QUOTED TEXT:

Such an arrangement has problems when metadata is associated with the different files. Typically, metadata associated with a file is placed in a separate database. Thus, the database must be moved each time a file is moved.

In addition, the storage of files is typically done by placing the file in a folder, somewhere in hierarchical directory structure. Using hierarchical structures have a flaw in that they require the person filing a document to pick a specific attribute about that file so that a specific folder can be selected to store the file in. Ideally, all of the files in that specific folder would have the same common attribute. However, a file may have several attributes (for example author, subject, language, etc.) that are important to that file. The dilemma faced by the person creating the file structure, is how to create a hierarchical structure where some people want to find the files by one attribute, such as author, while other people may want to find the files by another attribute, such as subject, and while still others by language. In order to allow the same document to be found in by searching different attributes, e.g. the author, subject, and language folders, one would need to create three copies of the document, and put one copy in each type folder.

One example of a complex file structure is the audio file structure used in interactive voice response (IVR) systems. In order for a script to play a specific audio file, the <audio> tag in the script must provide a fully resolved address or URL pointing to the web address where the desired audio file resides. The fully resolved address is a complete address to the file through the existing hierarchical structure. The server then directs the request to the desired address and the desired audio file is retrieved from the specified address.

While a hierarchical directory structure with full path-name access is effective, it has some drawbacks. Many applications, particularly media applications which use audio files, have thousands of such audio files. An application may have the same audio files recorded in multiple languages, multiple speakers, or different emotional tones (stem, happy). Deciding on a hierarchical folder and file-naming scheme can be a challenge. Should one file the files according to language? To speaker? To content? If one files according to language, how does one find all the files by a specific speaker? Thus, using a hierarchical storage structure and fully resolved path names to retrieve a particular file is cumbersome and often limiting. Storing files in a nonhierarchical structure and requesting the files by attribute, provides a more flexible approach to file access than hierarchical structures.

BRIEF SUMMARY OF THE INVENTION

There is disclosed systems and methods for retrieving files from a file server using file attributes. In one embodiment, a file request is formed from a string of file attributes using the HTTP protocol. For example, suppose a desired file comprises a text document, then the file attributes that may be used may include one or more of file-type, version, date, font, content, language, and/or author. These attributes are placed after a “?” in the URL address string. The HTTP query protocol is such that all of the attributes which follow the “?” will be passed unmodified through intermediary elements such as a browser, so that the full attribute list reaches the file server for resolution. The audio file server accepts the attributes and parses them to resolve which file to retrieve. Note that more than one file may be retrieved or located by the request. The retrieved file is then returned to the requesting user browser.

DATA ROWS:
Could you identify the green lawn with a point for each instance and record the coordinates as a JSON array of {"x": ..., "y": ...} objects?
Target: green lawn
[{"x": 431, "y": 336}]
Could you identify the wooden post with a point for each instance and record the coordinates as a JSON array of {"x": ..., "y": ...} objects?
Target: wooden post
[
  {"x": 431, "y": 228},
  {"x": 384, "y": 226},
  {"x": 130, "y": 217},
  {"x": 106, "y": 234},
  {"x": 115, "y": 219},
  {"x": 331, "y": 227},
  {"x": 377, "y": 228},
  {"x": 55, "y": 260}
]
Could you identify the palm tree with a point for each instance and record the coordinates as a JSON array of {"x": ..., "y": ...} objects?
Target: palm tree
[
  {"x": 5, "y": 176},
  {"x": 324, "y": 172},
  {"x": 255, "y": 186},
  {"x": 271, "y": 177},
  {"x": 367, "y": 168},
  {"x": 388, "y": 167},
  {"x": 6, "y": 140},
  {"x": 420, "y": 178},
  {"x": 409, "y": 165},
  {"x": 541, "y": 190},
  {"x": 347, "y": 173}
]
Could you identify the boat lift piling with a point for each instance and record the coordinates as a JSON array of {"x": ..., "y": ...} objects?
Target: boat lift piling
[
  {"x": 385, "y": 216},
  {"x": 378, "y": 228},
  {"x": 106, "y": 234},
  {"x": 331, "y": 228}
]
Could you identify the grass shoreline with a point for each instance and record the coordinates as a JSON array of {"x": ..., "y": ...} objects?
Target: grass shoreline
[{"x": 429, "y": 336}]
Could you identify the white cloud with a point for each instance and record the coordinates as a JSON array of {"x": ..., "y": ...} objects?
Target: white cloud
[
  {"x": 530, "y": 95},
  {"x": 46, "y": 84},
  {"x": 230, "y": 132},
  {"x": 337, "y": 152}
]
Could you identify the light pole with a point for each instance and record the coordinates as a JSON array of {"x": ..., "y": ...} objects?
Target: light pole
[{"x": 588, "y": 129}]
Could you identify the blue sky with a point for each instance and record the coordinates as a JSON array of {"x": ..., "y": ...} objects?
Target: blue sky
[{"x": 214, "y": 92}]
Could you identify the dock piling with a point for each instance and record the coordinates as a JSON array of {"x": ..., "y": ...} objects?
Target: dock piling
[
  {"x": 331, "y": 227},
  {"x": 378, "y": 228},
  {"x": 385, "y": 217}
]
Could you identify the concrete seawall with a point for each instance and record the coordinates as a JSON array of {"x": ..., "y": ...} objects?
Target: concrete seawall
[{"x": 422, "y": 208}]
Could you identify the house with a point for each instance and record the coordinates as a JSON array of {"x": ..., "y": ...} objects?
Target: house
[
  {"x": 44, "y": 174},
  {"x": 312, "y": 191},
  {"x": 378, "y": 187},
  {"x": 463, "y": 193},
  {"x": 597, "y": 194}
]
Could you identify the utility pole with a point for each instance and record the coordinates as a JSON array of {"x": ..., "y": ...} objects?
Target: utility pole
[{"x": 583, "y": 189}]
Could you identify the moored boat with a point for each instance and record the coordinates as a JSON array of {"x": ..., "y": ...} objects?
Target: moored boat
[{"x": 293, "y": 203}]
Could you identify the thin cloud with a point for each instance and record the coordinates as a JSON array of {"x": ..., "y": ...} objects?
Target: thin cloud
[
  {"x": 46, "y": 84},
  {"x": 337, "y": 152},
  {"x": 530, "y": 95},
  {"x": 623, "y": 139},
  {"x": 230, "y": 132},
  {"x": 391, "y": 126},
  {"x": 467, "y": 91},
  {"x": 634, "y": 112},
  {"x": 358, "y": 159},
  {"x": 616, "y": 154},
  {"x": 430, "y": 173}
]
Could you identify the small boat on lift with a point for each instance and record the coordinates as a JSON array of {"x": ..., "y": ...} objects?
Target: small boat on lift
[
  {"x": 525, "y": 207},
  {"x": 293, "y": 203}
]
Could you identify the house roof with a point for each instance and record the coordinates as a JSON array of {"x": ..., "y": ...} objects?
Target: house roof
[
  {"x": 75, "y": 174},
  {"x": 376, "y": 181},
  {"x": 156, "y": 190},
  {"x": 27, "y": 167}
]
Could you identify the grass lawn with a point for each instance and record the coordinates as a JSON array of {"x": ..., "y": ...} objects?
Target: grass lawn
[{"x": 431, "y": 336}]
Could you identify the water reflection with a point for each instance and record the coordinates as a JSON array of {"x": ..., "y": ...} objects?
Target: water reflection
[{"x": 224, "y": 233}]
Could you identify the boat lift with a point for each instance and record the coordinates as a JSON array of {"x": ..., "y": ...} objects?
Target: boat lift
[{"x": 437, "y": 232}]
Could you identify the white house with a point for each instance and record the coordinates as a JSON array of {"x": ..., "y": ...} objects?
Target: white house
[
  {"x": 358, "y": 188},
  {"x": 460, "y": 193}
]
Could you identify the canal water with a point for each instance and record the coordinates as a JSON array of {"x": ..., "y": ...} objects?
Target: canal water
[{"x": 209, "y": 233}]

--

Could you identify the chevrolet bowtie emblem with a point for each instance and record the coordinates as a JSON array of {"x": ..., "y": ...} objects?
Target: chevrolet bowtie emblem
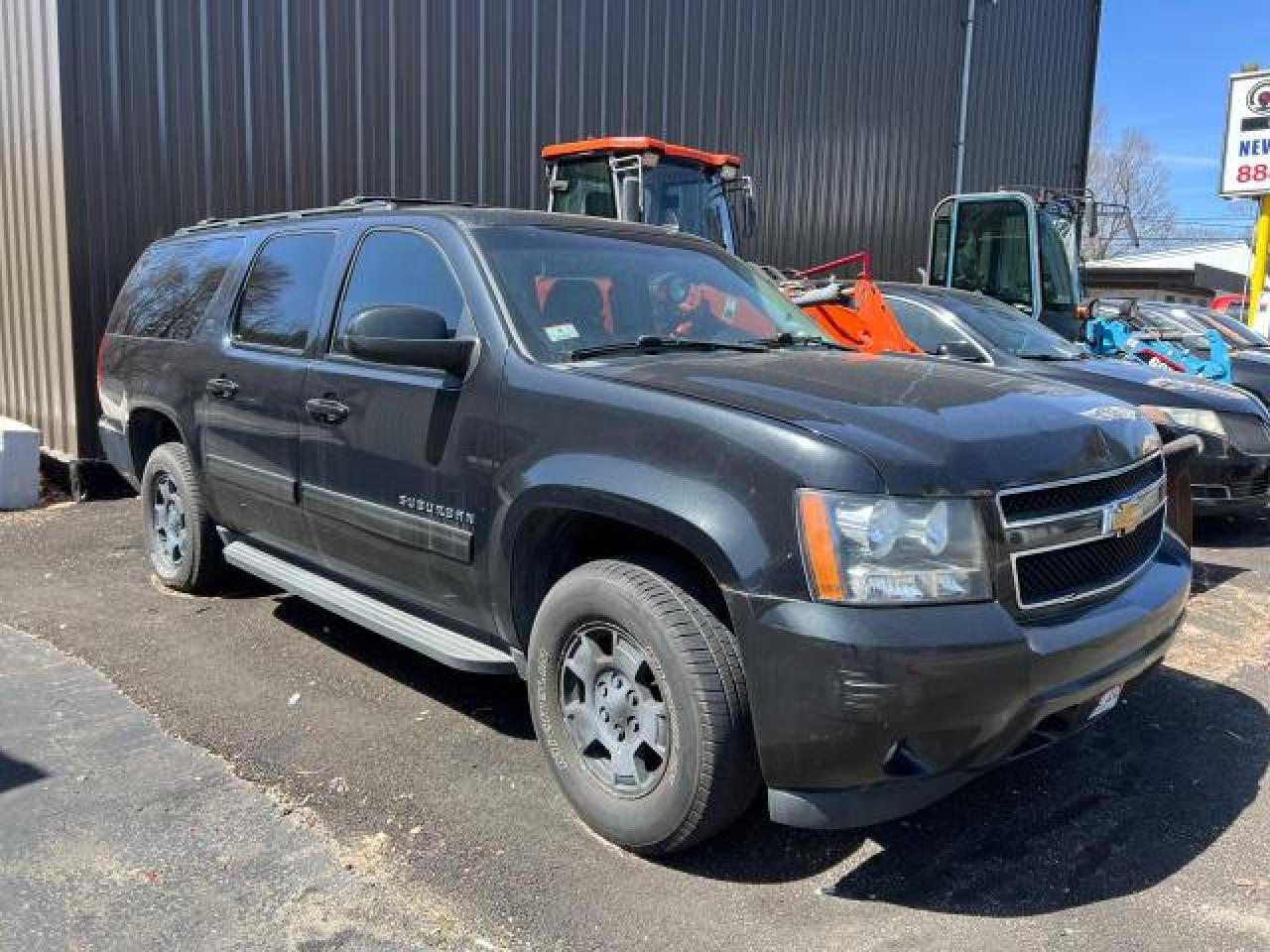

PROBLEMS:
A. Transcribe part of the file storage text word for word, starting with "Such an arrangement" and stopping after "file is moved.".
B. Recast the paragraph of the file storage text that opens with "One example of a complex file structure" as a short list of its main facts.
Rely only on the file storage text.

RESULTS IN ORDER:
A.
Such an arrangement has problems when metadata is associated with the different files. Typically, metadata associated with a file is placed in a separate database. Thus, the database must be moved each time a file is moved.

B.
- Interactive voice response (IVR) systems use a complex audio file structure.
- To play a specific audio file, the <audio> tag in a script must give a fully resolved address or URL for where the file resides.
- A fully resolved address is a complete path to the file through the existing hierarchical structure.
- The server directs the request to that address, and the audio file is retrieved from there.